- [What is being asked]:
All lines in the data below carrying the string "rear" are to be located and copied.

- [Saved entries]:
· · · · ·

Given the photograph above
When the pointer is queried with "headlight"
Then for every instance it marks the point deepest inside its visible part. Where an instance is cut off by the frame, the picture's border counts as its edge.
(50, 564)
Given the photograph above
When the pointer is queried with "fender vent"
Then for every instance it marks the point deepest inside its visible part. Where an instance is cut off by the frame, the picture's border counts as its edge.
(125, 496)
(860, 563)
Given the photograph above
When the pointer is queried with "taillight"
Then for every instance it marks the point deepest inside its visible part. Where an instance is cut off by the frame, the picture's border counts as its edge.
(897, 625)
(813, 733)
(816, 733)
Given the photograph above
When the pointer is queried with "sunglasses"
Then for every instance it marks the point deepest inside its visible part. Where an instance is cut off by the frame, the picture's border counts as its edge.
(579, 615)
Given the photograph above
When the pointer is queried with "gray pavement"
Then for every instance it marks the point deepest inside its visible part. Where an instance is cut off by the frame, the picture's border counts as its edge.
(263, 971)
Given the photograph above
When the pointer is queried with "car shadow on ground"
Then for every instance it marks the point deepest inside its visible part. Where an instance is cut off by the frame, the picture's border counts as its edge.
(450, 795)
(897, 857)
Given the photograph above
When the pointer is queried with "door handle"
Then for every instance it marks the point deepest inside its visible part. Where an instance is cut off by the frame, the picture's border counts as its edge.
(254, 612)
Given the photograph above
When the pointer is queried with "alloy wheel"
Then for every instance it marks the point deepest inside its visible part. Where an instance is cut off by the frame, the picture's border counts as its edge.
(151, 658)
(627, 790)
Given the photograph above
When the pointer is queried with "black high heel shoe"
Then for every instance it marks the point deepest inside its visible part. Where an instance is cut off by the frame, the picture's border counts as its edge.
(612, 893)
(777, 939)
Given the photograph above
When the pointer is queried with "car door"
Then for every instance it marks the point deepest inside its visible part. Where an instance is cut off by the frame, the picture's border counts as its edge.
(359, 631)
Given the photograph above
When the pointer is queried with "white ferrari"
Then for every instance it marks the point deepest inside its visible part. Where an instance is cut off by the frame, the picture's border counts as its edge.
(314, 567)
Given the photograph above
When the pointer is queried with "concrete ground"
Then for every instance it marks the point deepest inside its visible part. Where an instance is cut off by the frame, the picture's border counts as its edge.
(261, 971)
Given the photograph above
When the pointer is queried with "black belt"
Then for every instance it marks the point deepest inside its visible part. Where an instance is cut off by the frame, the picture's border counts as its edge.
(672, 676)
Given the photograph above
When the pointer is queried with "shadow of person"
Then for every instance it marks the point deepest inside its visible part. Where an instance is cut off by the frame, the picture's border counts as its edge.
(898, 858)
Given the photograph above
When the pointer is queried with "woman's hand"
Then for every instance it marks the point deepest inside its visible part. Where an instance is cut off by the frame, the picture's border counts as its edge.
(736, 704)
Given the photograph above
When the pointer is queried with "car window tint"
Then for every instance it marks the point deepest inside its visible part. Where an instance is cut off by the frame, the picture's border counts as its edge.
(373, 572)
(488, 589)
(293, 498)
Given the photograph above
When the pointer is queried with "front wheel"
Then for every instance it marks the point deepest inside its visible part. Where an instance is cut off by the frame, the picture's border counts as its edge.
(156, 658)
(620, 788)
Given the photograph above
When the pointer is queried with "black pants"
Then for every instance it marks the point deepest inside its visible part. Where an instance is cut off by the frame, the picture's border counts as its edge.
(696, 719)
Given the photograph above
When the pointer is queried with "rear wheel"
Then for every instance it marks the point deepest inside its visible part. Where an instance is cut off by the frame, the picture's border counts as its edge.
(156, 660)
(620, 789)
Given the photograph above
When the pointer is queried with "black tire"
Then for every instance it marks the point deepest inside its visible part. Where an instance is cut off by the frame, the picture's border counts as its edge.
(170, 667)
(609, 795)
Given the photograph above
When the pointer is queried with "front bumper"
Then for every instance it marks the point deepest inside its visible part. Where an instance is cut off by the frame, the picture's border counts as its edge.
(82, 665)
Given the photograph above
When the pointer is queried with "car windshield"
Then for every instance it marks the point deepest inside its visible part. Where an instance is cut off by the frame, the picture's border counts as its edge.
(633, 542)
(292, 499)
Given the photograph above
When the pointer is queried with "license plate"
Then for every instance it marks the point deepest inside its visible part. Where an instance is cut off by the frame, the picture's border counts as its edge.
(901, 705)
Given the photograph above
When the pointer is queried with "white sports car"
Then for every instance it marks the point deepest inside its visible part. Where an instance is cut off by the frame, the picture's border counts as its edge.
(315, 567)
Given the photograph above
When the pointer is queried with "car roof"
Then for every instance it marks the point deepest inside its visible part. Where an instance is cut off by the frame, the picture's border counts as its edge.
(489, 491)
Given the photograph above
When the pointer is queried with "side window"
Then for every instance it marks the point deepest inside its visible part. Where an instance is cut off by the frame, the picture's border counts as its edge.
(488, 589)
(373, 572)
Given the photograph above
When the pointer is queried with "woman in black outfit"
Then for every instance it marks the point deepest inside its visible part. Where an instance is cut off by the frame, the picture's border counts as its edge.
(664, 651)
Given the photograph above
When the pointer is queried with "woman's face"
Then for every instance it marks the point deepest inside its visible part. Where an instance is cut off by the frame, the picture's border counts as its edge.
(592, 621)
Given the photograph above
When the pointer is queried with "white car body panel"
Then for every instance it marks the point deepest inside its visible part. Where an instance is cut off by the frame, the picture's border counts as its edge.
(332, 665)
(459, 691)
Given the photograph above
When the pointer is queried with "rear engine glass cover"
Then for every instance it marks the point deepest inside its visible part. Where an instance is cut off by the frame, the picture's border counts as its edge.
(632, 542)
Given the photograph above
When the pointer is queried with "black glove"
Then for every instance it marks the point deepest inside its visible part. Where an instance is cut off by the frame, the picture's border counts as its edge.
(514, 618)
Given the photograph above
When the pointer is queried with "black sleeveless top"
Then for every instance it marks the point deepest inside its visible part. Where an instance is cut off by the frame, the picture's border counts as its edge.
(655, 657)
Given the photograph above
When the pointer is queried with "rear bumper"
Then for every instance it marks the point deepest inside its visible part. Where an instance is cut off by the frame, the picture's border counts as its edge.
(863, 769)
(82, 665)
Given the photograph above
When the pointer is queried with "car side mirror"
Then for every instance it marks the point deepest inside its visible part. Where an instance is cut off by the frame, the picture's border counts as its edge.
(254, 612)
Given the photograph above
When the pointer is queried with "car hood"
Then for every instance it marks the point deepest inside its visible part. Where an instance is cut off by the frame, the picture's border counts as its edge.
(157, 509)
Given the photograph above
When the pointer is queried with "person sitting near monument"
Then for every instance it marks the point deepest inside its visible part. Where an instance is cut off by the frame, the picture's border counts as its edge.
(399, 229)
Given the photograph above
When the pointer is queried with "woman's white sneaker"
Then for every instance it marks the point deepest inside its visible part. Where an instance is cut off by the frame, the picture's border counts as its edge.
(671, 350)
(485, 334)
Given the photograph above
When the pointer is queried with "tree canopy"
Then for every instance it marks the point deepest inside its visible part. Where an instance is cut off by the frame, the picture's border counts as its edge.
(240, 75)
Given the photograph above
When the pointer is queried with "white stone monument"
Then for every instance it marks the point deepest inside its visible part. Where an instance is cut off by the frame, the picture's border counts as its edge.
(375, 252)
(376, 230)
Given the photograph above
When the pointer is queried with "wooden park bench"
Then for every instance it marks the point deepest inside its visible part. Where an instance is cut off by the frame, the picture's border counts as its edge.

· · · · ·

- [Solved exercise]:
When the pointer is queried with "rear wheel"
When the pointer is queried with "rear engine glass cover"
When the pointer is queried with "rear bumper"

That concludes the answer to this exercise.